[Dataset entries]
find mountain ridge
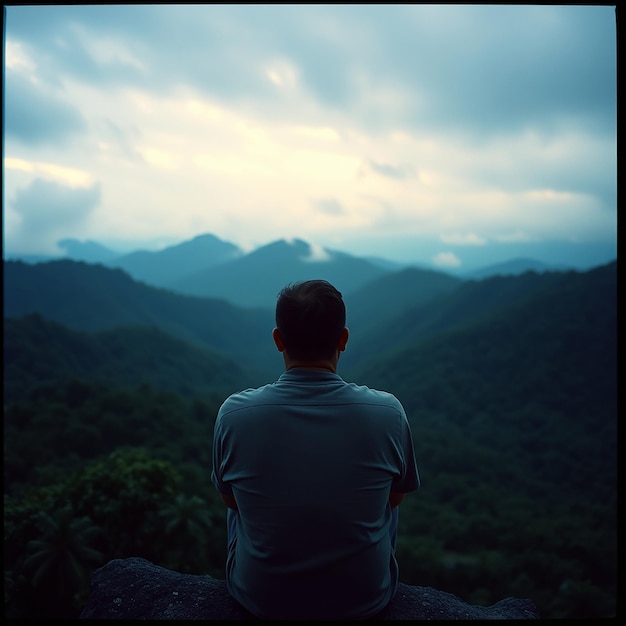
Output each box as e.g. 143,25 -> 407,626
107,233 -> 243,288
4,313 -> 252,406
4,232 -> 598,290
4,256 -> 616,383
3,259 -> 279,382
166,238 -> 390,308
460,257 -> 571,279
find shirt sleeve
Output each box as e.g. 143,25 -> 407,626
211,406 -> 233,495
392,405 -> 420,493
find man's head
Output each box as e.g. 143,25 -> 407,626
274,279 -> 348,363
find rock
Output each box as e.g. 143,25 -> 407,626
80,557 -> 539,620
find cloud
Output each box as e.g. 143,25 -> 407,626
432,252 -> 462,268
440,232 -> 487,246
5,5 -> 155,87
4,158 -> 94,186
2,5 -> 616,267
492,231 -> 535,243
314,198 -> 345,216
368,160 -> 413,180
464,128 -> 617,213
8,178 -> 102,254
6,5 -> 615,139
99,119 -> 145,162
302,242 -> 332,263
375,5 -> 617,139
4,70 -> 86,146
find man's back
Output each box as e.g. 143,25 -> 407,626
212,368 -> 419,619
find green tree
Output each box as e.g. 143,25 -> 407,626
160,493 -> 213,538
65,447 -> 182,561
21,506 -> 104,616
158,493 -> 215,572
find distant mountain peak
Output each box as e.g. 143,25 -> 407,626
162,233 -> 242,255
190,233 -> 224,242
101,232 -> 243,287
279,237 -> 309,250
253,238 -> 334,263
57,238 -> 119,263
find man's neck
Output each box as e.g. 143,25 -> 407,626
284,358 -> 338,373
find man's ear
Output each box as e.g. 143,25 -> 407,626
272,327 -> 286,352
338,327 -> 349,352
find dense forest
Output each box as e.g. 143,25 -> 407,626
3,259 -> 617,619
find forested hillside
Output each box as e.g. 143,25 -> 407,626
341,267 -> 582,370
3,260 -> 617,619
3,314 -> 256,407
342,266 -> 462,339
3,259 -> 278,381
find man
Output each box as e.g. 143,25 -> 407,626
211,279 -> 420,619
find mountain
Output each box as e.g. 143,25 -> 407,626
167,238 -> 389,308
361,256 -> 410,271
3,253 -> 58,264
3,314 -> 250,406
353,260 -> 617,425
3,239 -> 121,265
3,259 -> 279,382
341,267 -> 584,371
351,260 -> 617,498
461,257 -> 571,280
58,238 -> 121,263
350,259 -> 617,505
105,233 -> 243,287
3,257 -> 466,379
343,266 -> 462,334
5,232 -> 613,290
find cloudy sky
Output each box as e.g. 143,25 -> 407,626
3,4 -> 617,270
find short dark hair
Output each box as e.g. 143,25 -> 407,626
275,280 -> 346,361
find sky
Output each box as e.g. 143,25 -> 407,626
2,4 -> 617,271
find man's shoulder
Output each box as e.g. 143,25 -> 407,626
342,381 -> 405,412
220,383 -> 273,406
343,379 -> 399,401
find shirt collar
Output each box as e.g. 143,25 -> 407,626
278,368 -> 343,383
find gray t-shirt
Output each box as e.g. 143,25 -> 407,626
211,368 -> 420,619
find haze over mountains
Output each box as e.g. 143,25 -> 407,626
5,232 -> 588,310
4,231 -> 616,390
4,251 -> 617,388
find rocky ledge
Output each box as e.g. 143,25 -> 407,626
80,557 -> 539,620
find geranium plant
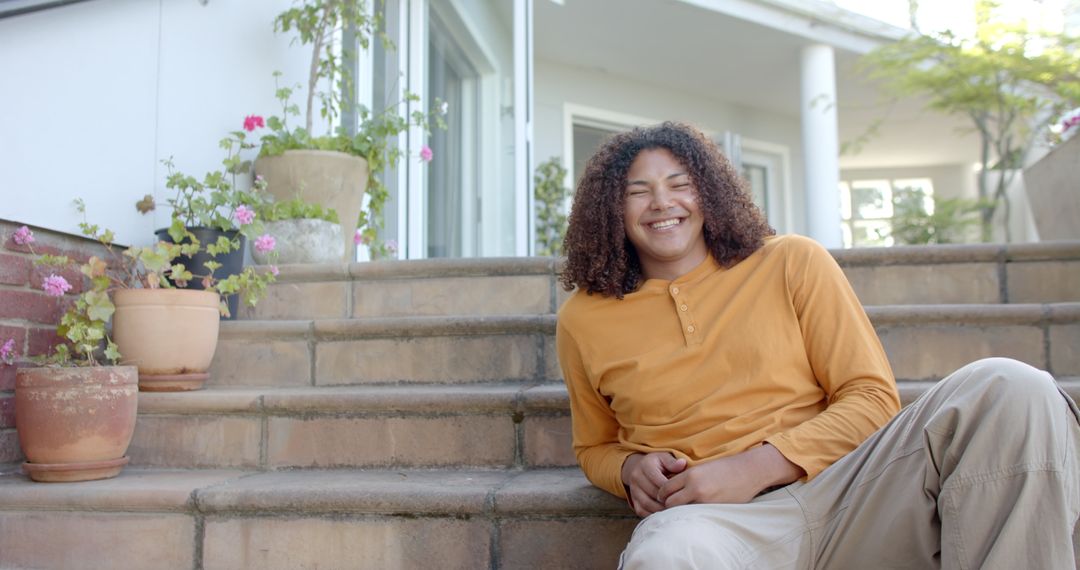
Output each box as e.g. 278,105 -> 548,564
256,191 -> 340,224
259,0 -> 446,258
3,208 -> 202,366
159,115 -> 270,238
147,116 -> 280,310
3,203 -> 279,369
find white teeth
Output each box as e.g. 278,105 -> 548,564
650,219 -> 681,230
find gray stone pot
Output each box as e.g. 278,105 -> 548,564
253,150 -> 368,262
1024,133 -> 1080,240
252,219 -> 345,265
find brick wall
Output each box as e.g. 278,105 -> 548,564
0,220 -> 111,464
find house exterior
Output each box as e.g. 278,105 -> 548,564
0,0 -> 1054,257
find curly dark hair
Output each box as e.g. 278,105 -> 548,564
561,121 -> 774,298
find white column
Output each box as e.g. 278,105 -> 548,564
800,43 -> 842,248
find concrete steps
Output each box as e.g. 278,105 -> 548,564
211,303 -> 1080,387
3,242 -> 1078,568
129,383 -> 565,470
238,242 -> 1080,320
0,467 -> 634,569
129,378 -> 1080,471
835,240 -> 1080,305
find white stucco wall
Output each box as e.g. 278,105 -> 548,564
0,0 -> 309,245
534,59 -> 808,235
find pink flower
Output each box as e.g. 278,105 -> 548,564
234,205 -> 255,225
269,265 -> 279,276
386,239 -> 398,255
0,338 -> 15,365
243,115 -> 265,132
419,145 -> 433,163
12,226 -> 34,246
42,274 -> 72,297
353,229 -> 373,246
254,234 -> 276,254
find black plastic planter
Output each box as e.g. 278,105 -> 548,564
155,226 -> 245,320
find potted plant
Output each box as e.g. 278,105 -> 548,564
3,222 -> 144,482
115,220 -> 277,392
153,115 -> 277,317
251,188 -> 344,264
253,0 -> 445,262
35,200 -> 272,394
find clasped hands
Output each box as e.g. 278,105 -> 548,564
620,444 -> 803,518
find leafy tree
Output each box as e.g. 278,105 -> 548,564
534,158 -> 570,257
861,0 -> 1080,241
890,187 -> 984,245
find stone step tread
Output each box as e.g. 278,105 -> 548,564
270,257 -> 559,283
0,467 -> 627,517
138,383 -> 541,415
223,302 -> 1080,339
138,378 -> 1080,416
243,246 -> 1080,320
262,242 -> 1080,284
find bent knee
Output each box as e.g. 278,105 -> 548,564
621,509 -> 744,569
952,357 -> 1061,406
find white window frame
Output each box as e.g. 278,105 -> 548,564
562,104 -> 791,234
739,137 -> 793,233
397,0 -> 530,259
562,103 -> 658,189
514,0 -> 533,256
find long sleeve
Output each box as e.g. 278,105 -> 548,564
764,237 -> 901,479
556,318 -> 634,499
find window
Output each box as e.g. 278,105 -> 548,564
572,123 -> 621,186
371,0 -> 527,259
839,178 -> 935,247
426,9 -> 480,257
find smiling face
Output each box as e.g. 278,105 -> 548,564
622,148 -> 708,281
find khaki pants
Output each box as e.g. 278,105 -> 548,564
620,358 -> 1080,569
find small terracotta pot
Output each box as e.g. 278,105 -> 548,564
112,288 -> 220,391
15,365 -> 139,482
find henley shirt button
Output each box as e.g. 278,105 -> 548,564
687,325 -> 695,333
671,286 -> 680,295
680,304 -> 688,311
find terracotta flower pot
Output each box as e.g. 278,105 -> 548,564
254,150 -> 368,262
15,365 -> 138,482
112,288 -> 220,392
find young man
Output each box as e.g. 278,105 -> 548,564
556,122 -> 1080,568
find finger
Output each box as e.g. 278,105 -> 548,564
630,470 -> 660,496
657,473 -> 686,504
644,464 -> 670,488
663,487 -> 694,508
630,487 -> 666,516
661,456 -> 688,475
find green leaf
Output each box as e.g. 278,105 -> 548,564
104,341 -> 121,364
84,290 -> 115,323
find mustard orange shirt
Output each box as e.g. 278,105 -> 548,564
556,234 -> 900,499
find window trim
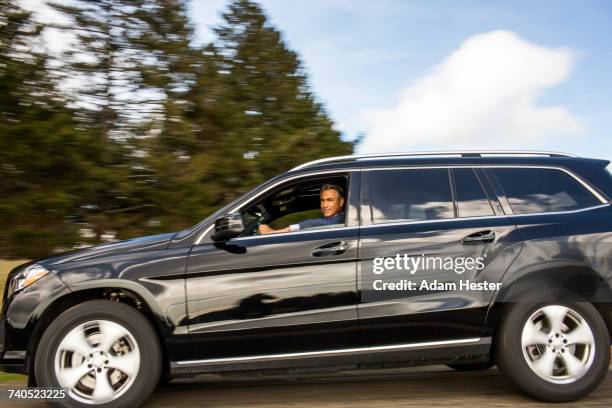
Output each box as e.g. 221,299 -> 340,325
363,165 -> 607,203
195,164 -> 606,243
481,168 -> 513,215
358,203 -> 610,230
195,169 -> 360,244
452,167 -> 497,218
448,168 -> 458,217
230,225 -> 361,242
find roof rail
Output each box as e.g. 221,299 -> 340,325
290,150 -> 577,171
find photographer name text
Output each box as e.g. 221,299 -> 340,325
372,279 -> 501,291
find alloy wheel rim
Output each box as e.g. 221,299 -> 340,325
521,305 -> 595,384
54,319 -> 140,405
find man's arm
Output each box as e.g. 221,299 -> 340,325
259,214 -> 343,235
258,224 -> 292,235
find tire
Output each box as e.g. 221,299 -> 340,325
496,301 -> 610,402
157,371 -> 173,388
447,361 -> 495,371
34,300 -> 162,408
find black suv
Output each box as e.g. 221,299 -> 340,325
2,151 -> 612,407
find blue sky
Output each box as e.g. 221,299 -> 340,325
21,0 -> 612,161
191,0 -> 612,160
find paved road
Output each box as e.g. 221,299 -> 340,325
2,366 -> 611,407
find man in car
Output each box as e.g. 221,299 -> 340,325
258,184 -> 345,234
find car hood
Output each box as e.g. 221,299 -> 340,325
37,232 -> 177,267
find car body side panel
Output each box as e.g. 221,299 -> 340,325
184,230 -> 359,360
1,272 -> 69,354
482,205 -> 612,337
357,217 -> 523,346
5,246 -> 191,363
181,172 -> 361,361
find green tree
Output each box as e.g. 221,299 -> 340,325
154,0 -> 355,230
47,0 -> 168,240
212,0 -> 354,183
126,0 -> 205,233
0,1 -> 107,257
141,0 -> 357,232
1,0 -> 356,257
139,0 -> 356,232
48,0 -> 150,134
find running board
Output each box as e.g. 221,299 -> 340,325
170,337 -> 492,376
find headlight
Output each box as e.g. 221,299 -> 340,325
10,264 -> 50,293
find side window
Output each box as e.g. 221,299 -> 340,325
367,169 -> 453,224
453,168 -> 495,217
238,175 -> 350,236
269,209 -> 321,229
494,168 -> 601,214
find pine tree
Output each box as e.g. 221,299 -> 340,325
141,0 -> 357,231
0,1 -> 107,257
47,0 -> 166,240
185,0 -> 355,215
2,0 -> 356,253
120,0 -> 205,233
47,0 -> 151,133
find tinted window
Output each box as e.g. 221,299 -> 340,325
494,168 -> 601,214
453,168 -> 495,217
368,169 -> 453,223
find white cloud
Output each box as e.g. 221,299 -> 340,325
358,31 -> 584,153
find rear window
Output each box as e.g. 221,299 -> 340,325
494,168 -> 601,214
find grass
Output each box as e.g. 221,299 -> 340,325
1,260 -> 29,383
0,371 -> 26,383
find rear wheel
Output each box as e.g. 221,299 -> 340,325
496,301 -> 610,402
34,300 -> 161,408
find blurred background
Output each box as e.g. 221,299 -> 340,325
1,0 -> 356,260
1,0 -> 611,260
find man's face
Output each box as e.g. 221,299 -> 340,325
320,189 -> 344,217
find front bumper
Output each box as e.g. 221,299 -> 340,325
1,269 -> 70,376
0,315 -> 27,374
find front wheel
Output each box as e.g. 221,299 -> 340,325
496,301 -> 610,402
34,300 -> 161,408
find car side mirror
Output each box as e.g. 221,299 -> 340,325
211,213 -> 244,242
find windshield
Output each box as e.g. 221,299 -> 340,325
170,173 -> 287,243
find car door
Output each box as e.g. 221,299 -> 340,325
357,167 -> 522,347
181,171 -> 361,361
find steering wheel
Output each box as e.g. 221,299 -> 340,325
251,212 -> 266,236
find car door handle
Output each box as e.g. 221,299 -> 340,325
312,241 -> 348,256
462,230 -> 495,244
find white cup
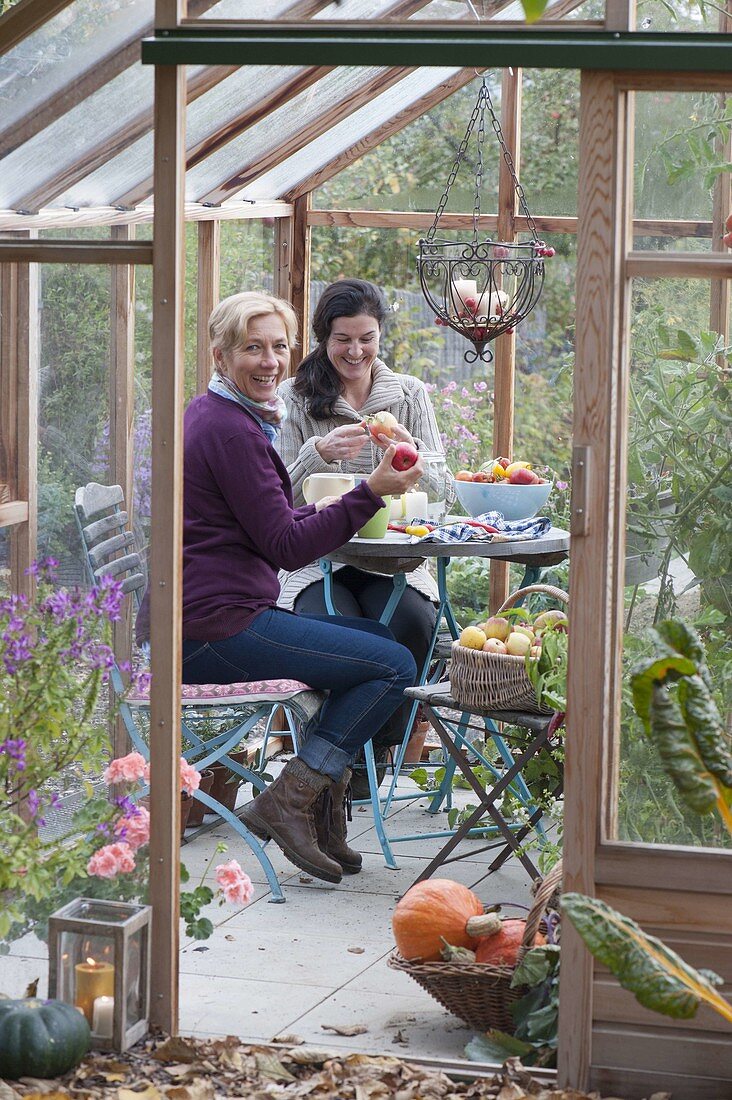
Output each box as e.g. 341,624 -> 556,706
302,472 -> 355,505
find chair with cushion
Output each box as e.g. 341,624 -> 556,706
74,482 -> 323,902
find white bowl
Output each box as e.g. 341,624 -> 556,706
454,479 -> 553,521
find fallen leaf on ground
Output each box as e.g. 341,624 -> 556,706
321,1024 -> 369,1036
164,1081 -> 215,1100
392,1031 -> 408,1045
270,1034 -> 304,1045
0,1083 -> 22,1100
347,947 -> 365,954
253,1053 -> 296,1083
118,1086 -> 162,1100
151,1039 -> 200,1065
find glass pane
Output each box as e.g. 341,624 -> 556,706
240,66 -> 462,201
0,0 -> 151,132
185,66 -> 391,203
0,62 -> 154,210
633,89 -> 732,247
618,277 -> 731,850
314,68 -> 578,218
220,219 -> 276,298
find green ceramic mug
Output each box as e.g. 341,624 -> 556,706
358,497 -> 392,538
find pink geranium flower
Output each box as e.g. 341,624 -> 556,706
141,757 -> 202,795
104,752 -> 147,785
215,859 -> 254,905
114,805 -> 150,850
179,759 -> 202,795
87,842 -> 136,879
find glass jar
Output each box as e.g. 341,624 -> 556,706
417,450 -> 448,525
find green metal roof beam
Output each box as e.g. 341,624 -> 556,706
141,28 -> 732,71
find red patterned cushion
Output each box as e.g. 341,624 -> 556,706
127,678 -> 314,707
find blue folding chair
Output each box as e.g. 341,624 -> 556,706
74,482 -> 323,902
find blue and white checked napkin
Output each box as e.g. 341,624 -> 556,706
413,512 -> 551,544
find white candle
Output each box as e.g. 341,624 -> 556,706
92,995 -> 115,1038
475,288 -> 508,320
451,278 -> 477,316
403,491 -> 429,522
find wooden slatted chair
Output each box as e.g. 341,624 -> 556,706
74,482 -> 323,902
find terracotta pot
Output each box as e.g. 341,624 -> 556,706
179,792 -> 192,838
403,719 -> 430,765
209,749 -> 249,814
186,768 -> 214,828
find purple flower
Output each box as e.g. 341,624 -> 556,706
473,380 -> 488,392
0,738 -> 27,771
556,481 -> 568,491
115,794 -> 138,816
27,789 -> 46,824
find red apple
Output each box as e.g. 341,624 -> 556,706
509,467 -> 541,485
391,442 -> 419,471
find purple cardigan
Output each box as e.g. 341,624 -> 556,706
174,392 -> 382,641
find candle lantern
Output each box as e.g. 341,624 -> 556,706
47,898 -> 151,1051
417,78 -> 551,363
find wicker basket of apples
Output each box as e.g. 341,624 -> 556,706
449,584 -> 568,714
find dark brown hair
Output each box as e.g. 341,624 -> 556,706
293,279 -> 388,419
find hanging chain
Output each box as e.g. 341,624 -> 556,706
425,86 -> 485,243
472,94 -> 486,246
480,79 -> 540,242
426,78 -> 540,244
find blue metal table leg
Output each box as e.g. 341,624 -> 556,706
319,558 -> 338,616
364,740 -> 398,868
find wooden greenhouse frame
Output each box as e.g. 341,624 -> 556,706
1,0 -> 730,1094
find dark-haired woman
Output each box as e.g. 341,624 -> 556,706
277,279 -> 448,797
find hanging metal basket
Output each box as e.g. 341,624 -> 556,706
417,78 -> 553,363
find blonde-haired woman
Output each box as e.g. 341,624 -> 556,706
172,291 -> 424,885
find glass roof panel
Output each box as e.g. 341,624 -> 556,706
235,66 -> 461,200
0,59 -> 155,209
0,0 -> 152,131
184,66 -> 391,203
52,65 -> 305,209
198,0 -> 303,17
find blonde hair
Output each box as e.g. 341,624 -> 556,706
208,292 -> 298,364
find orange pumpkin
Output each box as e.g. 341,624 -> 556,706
392,879 -> 500,962
474,918 -> 546,967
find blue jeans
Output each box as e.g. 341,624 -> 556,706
181,609 -> 417,781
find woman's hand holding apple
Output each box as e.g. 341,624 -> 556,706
367,445 -> 424,499
371,422 -> 416,450
315,423 -> 370,464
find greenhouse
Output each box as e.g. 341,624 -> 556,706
0,1 -> 730,1097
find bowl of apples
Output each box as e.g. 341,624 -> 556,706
453,459 -> 553,521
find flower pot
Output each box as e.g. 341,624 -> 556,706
209,749 -> 249,814
403,719 -> 430,765
624,490 -> 676,587
186,769 -> 214,828
179,792 -> 192,838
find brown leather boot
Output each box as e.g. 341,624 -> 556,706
239,758 -> 343,883
314,767 -> 362,875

**Task directions**
Reproduce, character for character, only the lines of the preceding data that start at the line with "find pink geranium flower" and end at the line with "find terracotta pot", both included.

**Solution**
find pink geranium flower
Output each box as e.g. 341,624 -> 556,706
141,757 -> 202,795
104,752 -> 147,785
215,859 -> 254,905
114,805 -> 150,850
179,759 -> 202,795
87,842 -> 136,879
find glass jar
Output each box as e.g. 341,624 -> 556,706
417,450 -> 448,525
find green metal roof beam
Output each box as e.g. 341,624 -> 556,706
141,28 -> 732,71
find red patterned cushion
Output each box as e.g. 341,624 -> 556,706
127,678 -> 314,707
find blue folding chair
Output each box as e.g. 341,624 -> 556,706
74,482 -> 323,902
find blue and white checked napkin
Output each box as e.g. 341,624 -> 556,706
413,512 -> 551,544
find white candle
Output each box as e.g. 341,624 -> 556,706
92,995 -> 115,1038
475,288 -> 508,320
451,278 -> 477,316
403,491 -> 429,522
find wooden slatted chair
Output each box as e.g. 341,624 -> 556,706
74,482 -> 323,902
find terracotta pot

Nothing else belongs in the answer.